Rewrite the records below, replacing "a dot per instance" with "one dot for each instance" wherever it occurs and leaving all other text unchanged. Omit the pictures from your answer.

>> Start Task material

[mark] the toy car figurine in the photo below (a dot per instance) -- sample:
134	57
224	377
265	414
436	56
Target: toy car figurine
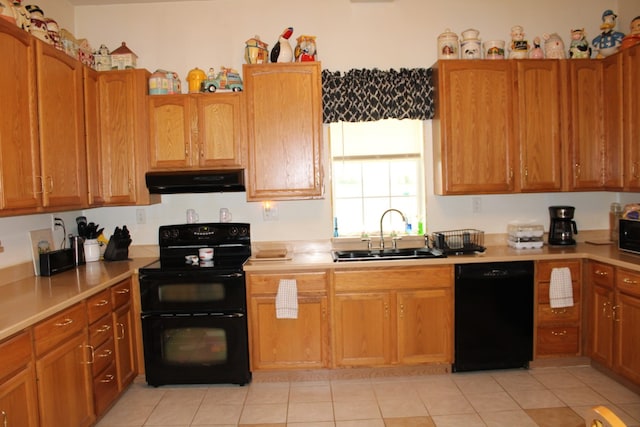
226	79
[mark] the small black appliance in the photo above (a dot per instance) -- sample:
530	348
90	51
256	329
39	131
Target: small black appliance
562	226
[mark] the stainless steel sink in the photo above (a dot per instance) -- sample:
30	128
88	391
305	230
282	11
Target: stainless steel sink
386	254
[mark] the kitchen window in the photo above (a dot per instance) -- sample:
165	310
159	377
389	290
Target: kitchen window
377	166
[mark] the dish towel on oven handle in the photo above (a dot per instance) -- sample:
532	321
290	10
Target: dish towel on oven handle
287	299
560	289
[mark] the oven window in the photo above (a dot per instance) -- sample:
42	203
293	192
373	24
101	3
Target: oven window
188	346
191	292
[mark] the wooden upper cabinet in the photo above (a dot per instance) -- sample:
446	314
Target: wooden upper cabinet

>> End Task material

→ Answer for the task
[mark] the toy car figurine in the photo below (one dot for each instance) -- sample:
134	57
224	377
265	414
436	56
Target: toy car figurine
226	79
[mark] the small black appliance in the photo above (one dot for each instance) -- sample:
530	348
90	51
256	329
39	131
Target: small black appliance
562	226
[mark] the stainless steel sink in the photo above (one dot for each instance) -- sample:
30	128
88	391
305	230
282	11
Target: stainless steel sink
386	254
[mark] the kitchen window in the photo above (one dot for each instance) -- sample:
165	310
159	377
389	290
Target: kitchen window
377	166
[mark] the dish towel on oven handle in the photo above (one dot for each instance) -- sample:
532	321
290	10
Target: dish towel on oven handle
287	299
560	289
[mark] the oven window in the photo above (one dot for each instance) -- sample:
42	203
293	192
373	24
101	3
Target: oven window
188	346
191	292
[mark] the wooden upper cabinet in the photo above (one dot for each instance) -- sample:
446	314
Target: wooden upper cabinet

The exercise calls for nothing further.